Source material below:
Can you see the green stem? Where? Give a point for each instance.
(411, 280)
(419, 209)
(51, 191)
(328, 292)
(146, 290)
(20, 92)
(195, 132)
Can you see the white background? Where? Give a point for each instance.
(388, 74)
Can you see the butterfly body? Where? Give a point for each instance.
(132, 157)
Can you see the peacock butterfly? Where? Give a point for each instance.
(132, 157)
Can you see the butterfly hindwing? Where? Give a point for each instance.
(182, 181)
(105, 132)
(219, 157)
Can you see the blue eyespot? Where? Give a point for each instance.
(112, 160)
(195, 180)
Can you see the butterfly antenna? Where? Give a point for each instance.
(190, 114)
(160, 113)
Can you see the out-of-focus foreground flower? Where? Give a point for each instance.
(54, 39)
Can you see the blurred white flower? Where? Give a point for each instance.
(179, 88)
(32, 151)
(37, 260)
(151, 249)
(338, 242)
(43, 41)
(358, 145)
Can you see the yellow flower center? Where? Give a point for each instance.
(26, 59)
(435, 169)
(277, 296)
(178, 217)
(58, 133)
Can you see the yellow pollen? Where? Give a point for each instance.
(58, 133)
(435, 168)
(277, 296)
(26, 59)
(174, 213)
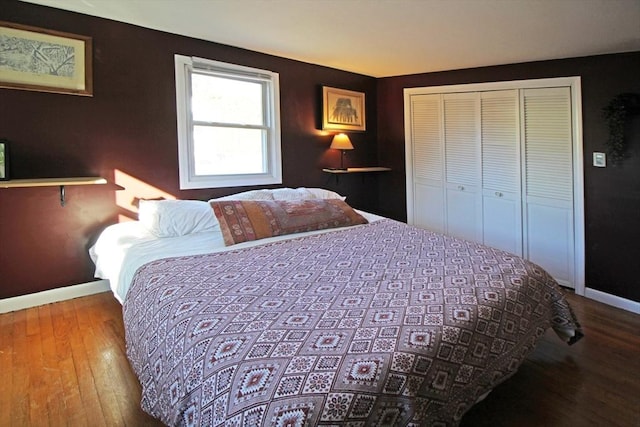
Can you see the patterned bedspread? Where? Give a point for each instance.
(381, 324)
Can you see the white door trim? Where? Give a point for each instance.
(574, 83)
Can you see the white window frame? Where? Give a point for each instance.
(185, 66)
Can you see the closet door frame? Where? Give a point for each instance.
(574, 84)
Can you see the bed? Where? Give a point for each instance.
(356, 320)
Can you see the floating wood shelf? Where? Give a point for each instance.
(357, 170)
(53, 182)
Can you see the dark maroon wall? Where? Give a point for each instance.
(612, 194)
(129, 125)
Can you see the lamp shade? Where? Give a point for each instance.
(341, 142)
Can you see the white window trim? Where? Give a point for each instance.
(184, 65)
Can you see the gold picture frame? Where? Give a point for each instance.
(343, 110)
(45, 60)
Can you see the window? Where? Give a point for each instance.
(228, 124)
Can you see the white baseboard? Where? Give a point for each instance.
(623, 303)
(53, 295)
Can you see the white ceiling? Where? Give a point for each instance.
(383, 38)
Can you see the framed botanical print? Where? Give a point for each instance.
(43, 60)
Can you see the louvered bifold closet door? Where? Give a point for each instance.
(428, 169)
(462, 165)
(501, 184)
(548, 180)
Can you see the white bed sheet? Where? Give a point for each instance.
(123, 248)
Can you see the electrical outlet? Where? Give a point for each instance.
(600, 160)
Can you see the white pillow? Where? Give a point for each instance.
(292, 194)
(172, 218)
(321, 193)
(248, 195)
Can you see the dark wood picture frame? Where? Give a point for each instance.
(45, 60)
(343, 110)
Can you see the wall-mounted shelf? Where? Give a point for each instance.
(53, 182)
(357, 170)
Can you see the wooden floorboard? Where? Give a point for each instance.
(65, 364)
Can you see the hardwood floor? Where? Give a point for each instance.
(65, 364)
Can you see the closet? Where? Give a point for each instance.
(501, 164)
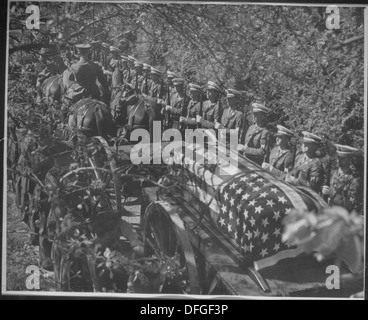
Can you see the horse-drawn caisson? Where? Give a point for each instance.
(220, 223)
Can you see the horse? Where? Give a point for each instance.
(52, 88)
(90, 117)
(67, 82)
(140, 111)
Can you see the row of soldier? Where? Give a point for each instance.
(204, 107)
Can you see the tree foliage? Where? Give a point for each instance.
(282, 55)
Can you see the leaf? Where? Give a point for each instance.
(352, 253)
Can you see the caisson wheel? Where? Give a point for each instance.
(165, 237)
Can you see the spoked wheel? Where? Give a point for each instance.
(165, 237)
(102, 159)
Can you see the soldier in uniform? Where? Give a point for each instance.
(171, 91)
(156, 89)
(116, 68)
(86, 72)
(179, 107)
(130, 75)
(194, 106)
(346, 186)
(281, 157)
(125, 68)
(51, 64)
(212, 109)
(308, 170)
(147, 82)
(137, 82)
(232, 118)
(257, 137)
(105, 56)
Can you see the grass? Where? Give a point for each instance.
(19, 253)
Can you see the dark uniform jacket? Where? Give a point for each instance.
End of Source material.
▶ [Description of the task] With pictures excluded, the data must be transcribed in full and to the letter.

▶ [Exercise response]
Can you see the green stem? Where? Give a point for each instance.
(411, 280)
(419, 209)
(51, 191)
(328, 292)
(146, 290)
(20, 92)
(195, 132)
Can you see the white background? Where? Give a point for each instance.
(388, 74)
Can you see the butterfly body? Where? Give a point for each instance.
(132, 157)
Can you see the peacock butterfly? Where? Give a point for each instance.
(132, 157)
Can you see the butterfly hindwing? Where? Give a point for each instance.
(182, 181)
(105, 132)
(219, 157)
Can you see the blue eyespot? Where? Give a point for each instance.
(112, 160)
(195, 180)
Can you see the butterfly antenna? Where? Give a point for each instance.
(190, 114)
(160, 113)
Can you see the out-of-focus foreground flower? Where? Give a point for each instance.
(54, 39)
Can you see the blurred white flower? Where? Give a point for each instance.
(179, 88)
(32, 151)
(37, 260)
(151, 249)
(338, 242)
(43, 41)
(358, 145)
Can you see the yellow flower center? Where? Give a point for each instance.
(26, 59)
(435, 169)
(277, 296)
(178, 217)
(58, 133)
Can you see the yellow pollen? Where? Give a point for each instance.
(58, 133)
(435, 168)
(277, 296)
(26, 59)
(174, 213)
Can you see the patterned bedspread? Where? Give a point for each instance.
(381, 324)
Can you see the white door trim? Where? Give a point for each instance.
(574, 83)
Can you see the white window frame? Where? Give a point for each instance.
(185, 66)
Can you see the closet door frame? Where? Give a point for each instance.
(574, 84)
Can you see the bed? Where? Give a point for each instance.
(356, 320)
Can you see the floating wood shelf? Where? Give a point for each instance.
(357, 170)
(53, 182)
Can you see the dark maroon wall? Where? Give a point for each instance.
(612, 194)
(129, 125)
Can you see the lamp shade? Where? Give a point for each instance.
(341, 142)
Can you see the white window trim? Where? Give a point for each instance.
(184, 65)
Can you see the gold picture frame? Where? Give a point for each instance.
(343, 110)
(45, 60)
Can you see the window? Where? Give a point for each instance.
(228, 124)
Can you see the white baseboard? Where? Give a point for each instance.
(623, 303)
(53, 295)
Can you see the white ceiling? Where? Give a point for each instance.
(383, 38)
Can you see the framed botanical print? Where? Give a point for each instance.
(43, 60)
Can you see the louvered bifold closet door? Where? Give a point for each instance.
(428, 169)
(462, 165)
(501, 184)
(548, 180)
Can you see the white bed sheet? Where? Give a point for each instance.
(123, 248)
Can you see the electrical outlet? Where? Give a point for each instance.
(600, 160)
Can you see the white pillow? Where? Give a point for each instance.
(292, 194)
(172, 218)
(321, 193)
(248, 195)
Can you see the dark wood picture frame? Where? Give a point for each instance.
(45, 60)
(343, 110)
Can you see the wall-mounted shelf? Where? Give a point for each instance.
(53, 182)
(357, 170)
Can you see the wooden floorboard? Where? Give a point for each instance.
(65, 364)
Can you see the hardwood floor? Where? Give a point for each instance.
(65, 364)
Can you see the closet? Where? Give a point for each instance.
(501, 164)
Can you see the horse-drawn caisson? Where? Give a point for each instance.
(220, 223)
Can you see the horse? Where? Give a point for each instance.
(52, 88)
(90, 117)
(67, 82)
(140, 111)
Can you see the row of soldier? Where? Give a point for each instance.
(204, 107)
Can you see the tree foliage? Where? Give a point for each instance.
(282, 55)
Can you see the leaf? Where? Give a point for each instance.
(352, 253)
Can you see the caisson wheel? Where? Give a point for each instance.
(165, 237)
Can you see the spoked wheel? Where? Give a point for each instance.
(165, 237)
(102, 159)
Can you see the soldier in uniform? Where? Give a point for each instance.
(171, 91)
(156, 89)
(116, 68)
(86, 72)
(179, 107)
(130, 75)
(194, 106)
(346, 186)
(281, 157)
(125, 68)
(51, 64)
(212, 109)
(308, 170)
(147, 82)
(137, 82)
(232, 118)
(257, 137)
(105, 56)
Can you see the grass? Where? Give a point for each instance.
(19, 253)
Can you see the dark uniform jacket? Where? Give a point for each instance.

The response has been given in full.